▼▼▼

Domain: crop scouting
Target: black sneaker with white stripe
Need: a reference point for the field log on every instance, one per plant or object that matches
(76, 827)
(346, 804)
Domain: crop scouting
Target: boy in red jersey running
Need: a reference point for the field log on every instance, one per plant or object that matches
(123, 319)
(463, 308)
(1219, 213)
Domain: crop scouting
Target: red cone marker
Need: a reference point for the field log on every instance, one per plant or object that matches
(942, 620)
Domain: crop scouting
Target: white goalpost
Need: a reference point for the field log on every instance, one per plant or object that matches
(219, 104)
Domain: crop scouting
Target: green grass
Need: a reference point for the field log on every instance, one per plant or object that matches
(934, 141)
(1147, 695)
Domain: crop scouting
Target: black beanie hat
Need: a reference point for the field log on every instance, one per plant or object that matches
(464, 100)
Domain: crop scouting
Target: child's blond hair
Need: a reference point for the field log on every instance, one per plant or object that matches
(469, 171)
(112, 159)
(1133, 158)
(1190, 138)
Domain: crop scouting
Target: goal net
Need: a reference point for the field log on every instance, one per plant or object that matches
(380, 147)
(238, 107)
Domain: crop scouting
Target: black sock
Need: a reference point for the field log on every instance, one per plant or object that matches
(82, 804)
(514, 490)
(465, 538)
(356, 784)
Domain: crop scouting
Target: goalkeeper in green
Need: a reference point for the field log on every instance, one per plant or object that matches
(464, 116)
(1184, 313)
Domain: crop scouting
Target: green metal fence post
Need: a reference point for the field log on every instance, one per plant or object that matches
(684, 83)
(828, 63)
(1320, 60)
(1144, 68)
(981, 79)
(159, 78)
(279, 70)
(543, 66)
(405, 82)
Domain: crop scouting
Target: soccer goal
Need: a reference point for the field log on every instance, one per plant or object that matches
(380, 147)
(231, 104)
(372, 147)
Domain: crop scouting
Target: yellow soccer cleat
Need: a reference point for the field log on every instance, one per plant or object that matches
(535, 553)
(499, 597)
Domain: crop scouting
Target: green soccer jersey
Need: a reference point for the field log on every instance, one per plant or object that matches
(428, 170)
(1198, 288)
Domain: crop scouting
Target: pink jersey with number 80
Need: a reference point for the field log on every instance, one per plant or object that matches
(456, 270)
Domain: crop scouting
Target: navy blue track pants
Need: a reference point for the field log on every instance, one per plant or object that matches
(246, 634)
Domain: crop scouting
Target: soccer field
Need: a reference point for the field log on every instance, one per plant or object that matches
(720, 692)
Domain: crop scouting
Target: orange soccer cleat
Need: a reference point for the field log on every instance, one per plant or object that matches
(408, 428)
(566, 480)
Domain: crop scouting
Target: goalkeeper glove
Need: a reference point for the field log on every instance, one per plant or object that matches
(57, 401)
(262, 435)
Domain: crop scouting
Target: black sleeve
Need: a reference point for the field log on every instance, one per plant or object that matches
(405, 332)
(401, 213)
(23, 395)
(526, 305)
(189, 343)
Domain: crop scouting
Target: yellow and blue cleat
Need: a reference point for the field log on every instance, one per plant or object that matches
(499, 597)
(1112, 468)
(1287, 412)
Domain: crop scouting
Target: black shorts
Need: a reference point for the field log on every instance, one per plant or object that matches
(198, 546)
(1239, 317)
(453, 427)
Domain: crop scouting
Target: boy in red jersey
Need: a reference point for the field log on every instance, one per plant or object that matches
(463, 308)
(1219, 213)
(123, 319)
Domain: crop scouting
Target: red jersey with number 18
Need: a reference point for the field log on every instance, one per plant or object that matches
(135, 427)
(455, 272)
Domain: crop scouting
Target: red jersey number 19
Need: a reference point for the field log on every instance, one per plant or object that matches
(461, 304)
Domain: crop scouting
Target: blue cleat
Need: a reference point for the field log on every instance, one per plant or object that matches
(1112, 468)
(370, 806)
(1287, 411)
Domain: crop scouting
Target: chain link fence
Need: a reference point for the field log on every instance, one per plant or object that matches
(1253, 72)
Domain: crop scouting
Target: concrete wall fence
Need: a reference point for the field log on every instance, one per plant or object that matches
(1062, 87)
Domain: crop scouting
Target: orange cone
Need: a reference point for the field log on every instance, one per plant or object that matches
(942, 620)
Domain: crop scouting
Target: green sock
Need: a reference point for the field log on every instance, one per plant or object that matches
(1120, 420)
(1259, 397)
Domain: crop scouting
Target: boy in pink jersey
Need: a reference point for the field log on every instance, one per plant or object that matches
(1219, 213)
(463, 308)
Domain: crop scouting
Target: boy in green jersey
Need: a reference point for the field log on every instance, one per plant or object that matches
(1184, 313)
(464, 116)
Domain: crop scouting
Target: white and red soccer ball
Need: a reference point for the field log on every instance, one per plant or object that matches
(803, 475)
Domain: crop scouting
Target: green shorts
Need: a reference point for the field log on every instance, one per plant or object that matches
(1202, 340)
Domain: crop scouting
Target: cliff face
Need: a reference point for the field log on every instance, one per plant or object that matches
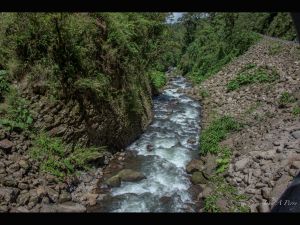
(88, 121)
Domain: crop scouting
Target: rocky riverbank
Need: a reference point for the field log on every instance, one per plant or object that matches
(266, 152)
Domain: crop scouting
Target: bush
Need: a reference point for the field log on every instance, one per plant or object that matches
(158, 79)
(254, 76)
(4, 85)
(286, 98)
(217, 41)
(17, 116)
(216, 132)
(60, 159)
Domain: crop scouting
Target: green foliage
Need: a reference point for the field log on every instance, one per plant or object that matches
(204, 93)
(158, 79)
(108, 54)
(274, 48)
(216, 132)
(17, 116)
(286, 98)
(223, 160)
(223, 190)
(60, 159)
(253, 75)
(218, 39)
(210, 203)
(4, 85)
(296, 111)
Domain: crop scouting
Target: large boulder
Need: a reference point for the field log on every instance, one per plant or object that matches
(130, 175)
(194, 165)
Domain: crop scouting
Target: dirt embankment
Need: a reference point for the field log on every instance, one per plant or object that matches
(25, 188)
(266, 152)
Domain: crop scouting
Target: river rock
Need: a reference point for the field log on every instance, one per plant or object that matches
(296, 134)
(241, 164)
(91, 199)
(70, 207)
(210, 165)
(20, 209)
(263, 207)
(150, 147)
(64, 197)
(221, 203)
(53, 195)
(23, 199)
(8, 194)
(114, 181)
(198, 178)
(130, 175)
(6, 145)
(295, 165)
(194, 165)
(23, 164)
(280, 185)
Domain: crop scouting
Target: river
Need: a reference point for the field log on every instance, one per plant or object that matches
(161, 154)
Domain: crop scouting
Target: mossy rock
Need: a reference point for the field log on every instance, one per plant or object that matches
(198, 178)
(114, 181)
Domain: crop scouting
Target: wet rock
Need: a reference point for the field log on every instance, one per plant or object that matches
(41, 191)
(34, 198)
(296, 134)
(210, 165)
(46, 208)
(241, 164)
(10, 181)
(91, 199)
(150, 148)
(53, 195)
(198, 178)
(20, 209)
(194, 165)
(23, 164)
(114, 181)
(64, 197)
(222, 204)
(8, 194)
(23, 186)
(23, 199)
(263, 207)
(280, 185)
(6, 145)
(13, 168)
(130, 175)
(265, 192)
(165, 200)
(70, 207)
(191, 141)
(295, 165)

▲▲▲

Description of the task: Write out all of the lines above word for word, and leave the pictures out of your answer.

Worked solution:
Domain: crop scouting
Target: black sneaker with white stripe
Need: a reference point for the field log on every instance, one per plant or object that matches
(76, 827)
(346, 804)
Domain: crop scouting
Target: boy in red jersey running
Need: a reference point for the field log on every instance, one per plant or object that matches
(123, 319)
(463, 308)
(1219, 213)
Domain: crop scouting
Target: red cone marker
Need: a reference point for the field log on every instance, one per plant or object that matches
(942, 620)
Domain: crop scouting
Target: white goalpost
Need: a reference point for the field log on every instance, one per plant or object that matches
(219, 104)
Domain: crop scouting
Target: green grass
Need: a reference point for the field log on every instance, one per plant or object that matches
(934, 141)
(1147, 695)
Domain: crop scouting
Target: black beanie hat
Need: a reference point for the field log on every instance, one per plant or object that matches
(464, 100)
Domain: crop scouting
Target: child's blond hair
Need: a reference point for the field log on every instance, one per plant or object that matches
(469, 171)
(112, 159)
(1133, 158)
(1190, 138)
Domain: crop scouting
Target: goal net
Need: a reference point for the field log on every instance, one per plant or object that matches
(380, 147)
(238, 107)
Domain: crop scouting
Target: black sock
Need: a reference point for the field log on every instance, one per plant or object that matches
(82, 804)
(514, 490)
(465, 538)
(356, 784)
Domain: crop scouting
Target: goalkeeper in green
Need: a reference point for the field log on every instance, one per plant or object that matches
(464, 116)
(1184, 313)
Domain: crop scouting
Target: green metal fence post
Need: a reference point for the field log on every instance, one per plant or object that matches
(684, 83)
(828, 63)
(1320, 60)
(1144, 68)
(981, 79)
(159, 78)
(279, 70)
(543, 66)
(405, 82)
Domain: crop scouting
Target: soccer goal
Need: a reference point for the field log on every instance, one per plant or object that matches
(380, 147)
(231, 104)
(372, 147)
Domain: crop scouting
Target: yellow soccer cleat
Need: a reference point for the field log on every instance, one per plant or object that matches
(535, 553)
(499, 597)
Domain: crop scouting
Target: green soccer jersey
Need: a reference point for the field log on every instance, one per plant or object that matches
(428, 170)
(1198, 288)
Domain: crop scouting
Target: pink jersey with number 80
Need: a reference point for the field log on every instance, one per plant or object that matches
(456, 270)
Domain: crop scouting
Target: navy blue track pants
Need: a reference point for the field log on every instance, one per plant or object that matches
(246, 634)
Domain: crop scouting
Target: soccer field
Need: a reference point for the field log on every instance, one per plant or object that matches
(720, 692)
Domain: crop scouting
Target: orange soccer cleat
Need: a reference point for the field log on every instance, one per plant or object that matches
(408, 428)
(566, 480)
Domain: crop scouting
Target: goalkeeper glove
Need: a reference point for the field log on every instance, one per plant or object that matches
(57, 401)
(262, 435)
Domain: crop scouting
Target: black sleeve
Need: a reference point for the field log on every instance, one per plant or object that matches
(405, 332)
(401, 213)
(23, 395)
(526, 305)
(189, 343)
Domain: crop scouting
Target: yellow and blue cleat
Need: a reference point for the field log on every instance, one per plant or object that matches
(499, 597)
(1112, 468)
(1287, 412)
Domain: crop scouting
Target: black shorts
Need: a reference point for the field log on every instance, one per plant or object that matches
(198, 546)
(1239, 317)
(453, 427)
Domain: crop scouting
Target: boy in red jersey
Need: a reference point for the field log on every instance, one per plant or object that matches
(463, 308)
(1219, 213)
(123, 319)
Domain: crop scouting
Target: red jersey with number 18
Need: a reference point for the field log on every instance, one per plant or object that matches
(135, 427)
(455, 272)
Domain: crop scouting
Target: red jersey number 19
Need: a reference point for the field log on every instance, one per plant or object that matches
(461, 304)
Domain: crop scouting
Target: blue cleat
Need: a reference point for the field log on every instance, one per plant or object that matches
(1112, 468)
(370, 806)
(1287, 411)
Domain: crop scouting
Target: chain link fence
Need: a reference point for the field log on every instance, one per plant or object that matches
(1253, 72)
Domain: crop scouting
Target: concrete wall fence
Need: a reference point for the field log on every instance, one per plant or object that matches
(1062, 87)
Domain: crop scouting
Target: orange cone
Need: a reference point for the field log on every instance, one per plant or object that matches
(942, 620)
Domain: crop scouting
Target: green sock
Need: a reference point for the field log on every instance, one per plant or object that matches
(1120, 420)
(1259, 397)
Domain: crop scouting
Target: boy in pink jersey
Need: a reference point for the field log on every instance, one per plant or object that matches
(1219, 213)
(463, 308)
Domain: crop scouting
Target: boy in green jersey
Need: a reference point for the field log on every instance, one per plant or object that matches
(1184, 313)
(464, 116)
Domain: crop scouting
Target: white and red soccer ball
Need: a reference point for the field log on every instance, one per plant or object that matches
(803, 475)
Domain: crop scouting
Target: green shorts
Need: a reference point for the field log on every instance, one per plant or object that matches
(1202, 340)
Domain: crop scouting
Target: cliff face
Need: a reference point for the field log on every instance, one per plant or object that matches
(88, 121)
Domain: crop scouting
Target: rocky riverbank
Need: a reference point for the field log on every instance, one per plant or object that matches
(266, 152)
Domain: crop scouting
Target: bush
Need: a reference point for the field log on every instance, one per plant or object that matches
(158, 79)
(254, 76)
(4, 85)
(286, 98)
(217, 41)
(17, 116)
(216, 132)
(60, 159)
Domain: crop scouting
Target: green foliage
Need: a reference point for the field log on every instance, one per plant or object that matches
(204, 93)
(158, 79)
(108, 54)
(274, 48)
(216, 132)
(17, 116)
(286, 98)
(223, 160)
(223, 190)
(60, 159)
(253, 75)
(218, 39)
(210, 203)
(4, 85)
(296, 111)
Domain: crop scouting
Target: large boulder
Need: a reference point for the field log on every instance, one per plant or object that matches
(130, 175)
(194, 165)
Domain: crop scouting
Target: dirt embankment
Need: a reference point for the field log on every instance, one per plant or object that matches
(25, 188)
(266, 152)
Domain: crop scouting
Target: river rock
Need: a reference point for the field log on every instance, one per plant or object that matches
(296, 134)
(241, 164)
(91, 199)
(70, 207)
(210, 165)
(20, 209)
(263, 207)
(150, 147)
(64, 197)
(221, 203)
(53, 195)
(23, 199)
(8, 194)
(114, 181)
(198, 178)
(130, 175)
(6, 145)
(295, 165)
(194, 165)
(23, 164)
(280, 185)
Domain: crop scouting
Target: river
Need: a reference point for the field log on every instance, one per plant or object that matches
(161, 154)
Domain: crop scouting
Target: mossy rock
Need: a reference point for the field log on every instance, one per plant or object that matches
(198, 178)
(114, 181)
Domain: crop scouting
Target: wet rock
Need: a reference point for the field log on every instance, one per plant or object that matches
(41, 191)
(34, 198)
(296, 134)
(210, 165)
(46, 208)
(241, 164)
(10, 181)
(91, 199)
(150, 148)
(53, 195)
(198, 178)
(20, 209)
(194, 165)
(23, 164)
(114, 181)
(64, 197)
(222, 204)
(8, 194)
(23, 186)
(23, 199)
(263, 207)
(280, 185)
(6, 145)
(13, 168)
(130, 175)
(265, 192)
(165, 200)
(70, 207)
(191, 141)
(295, 165)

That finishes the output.